**Brano selezionato:**
*-*-*

18 Agosto 2019, 08.30
Blog - Maestro John

Le «mie» montagne

di Maestro John

Amo la montagna. Silenziosa, magica, incantata. Sulla montagna sentiamo il sollievo di dimenticare le miserie terrene, perché siamo più vicini al cielo

 
La montagna è una straordinaria maestra di vita. Anche se io sono un uomo di pianura. Al massimo di collina. Se c’è un piccolo dislivello, mi vengono il fiatone e la lingua a penzoloni. E poi soffro di vertigini.
Che razza di “alpinaccio”, eh?! Ma ora vorrei raccontare a volo d’aquila alcuni luoghi montuosi che ho conosciuto durante la mia vita.

La prima non è una vera e propria montagna, e infatti si chiama Monticello.
Da bambino salivo a giocare con mia sorella Valentina, accompagnati da mia sorella Rita. Sul Monticello c’è la sede degli Alpini, sempre a disposizione per incontri, campi Amicizia e feste, dove non mancava mai il mio caro cognato Sergio Franceschetti. Lungo le strade verso il Monticello si trovano le santelle della Via Crucis, con i dipinti segni della pietà popolare e vere opere d’arte (realizzate da artisti come Silvio Venturelli, Oscar Di Prata, Domenico Giustacchini, Gianfranco Caffi…)

Salendo oltre si va in Tesio, un posto che è davvero un incanto, immerso nel verde e nel silenzio.
Qui c’è la casa del Comune (per anni gestita dal signor Comini, padre dell’interista Mirko).
Qui, a settembre, bambini e famiglie si ritrovano per la Festa del Creato.
Qui molta gente va per funghi, fa belle passeggiate e va in mountain bike.
Qui ho assistito ad un bellissimo spettacolo sulla scalata in montagna, organizzato dal Club Alpino Italiano di Gavardo in occasione del suo 70°.
Qui  ho partecipato alla Festa Alpina con il Gruppo di Gavardo, con l’alzabandiera, la Santa Messa celebrata da mons. Italo (alpino doc!) nella bianca chiesetta e l’immancabile spiedo allietato dai simpatici musicisti della Fanfara “Valchiese”.

*-*-*

**Dati forniti:**
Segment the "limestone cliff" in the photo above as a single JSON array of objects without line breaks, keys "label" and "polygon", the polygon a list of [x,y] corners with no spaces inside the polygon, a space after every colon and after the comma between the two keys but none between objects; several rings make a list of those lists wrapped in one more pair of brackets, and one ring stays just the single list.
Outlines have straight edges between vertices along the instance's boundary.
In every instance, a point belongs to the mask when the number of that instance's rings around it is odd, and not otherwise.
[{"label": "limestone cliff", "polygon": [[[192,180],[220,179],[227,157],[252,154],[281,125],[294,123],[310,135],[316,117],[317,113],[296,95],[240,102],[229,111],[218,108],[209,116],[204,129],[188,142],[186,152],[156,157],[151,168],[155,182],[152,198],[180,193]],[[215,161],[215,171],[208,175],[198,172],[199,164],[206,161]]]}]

*-*-*

**Istruzioni di lavoro:**
a – Secondo il brano, in quale mese bambini e famiglie si ritrovano in Tesio per la Festa del Creato?
b – Stampa tutto il brano da "La prima non" giù fino a "padre dell’interista Mirko).".

**Elenco risposte:**
a – A settembre.

b –
La prima non è una vera e propria montagna, e infatti si chiama Monticello.
Da bambino salivo a giocare con mia sorella Valentina, accompagnati da mia sorella Rita. Sul Monticello c’è la sede degli Alpini, sempre a disposizione per incontri, campi Amicizia e feste, dove non mancava mai il mio caro cognato Sergio Franceschetti. Lungo le strade verso il Monticello si trovano le santelle della Via Crucis, con i dipinti segni della pietà popolare e vere opere d’arte (realizzate da artisti come Silvio Venturelli, Oscar Di Prata, Domenico Giustacchini, Gianfranco Caffi…)

Salendo oltre si va in Tesio, un posto che è davvero un incanto, immerso nel verde e nel silenzio.
Qui c’è la casa del Comune (per anni gestita dal signor Comini, padre dell’interista Mirko).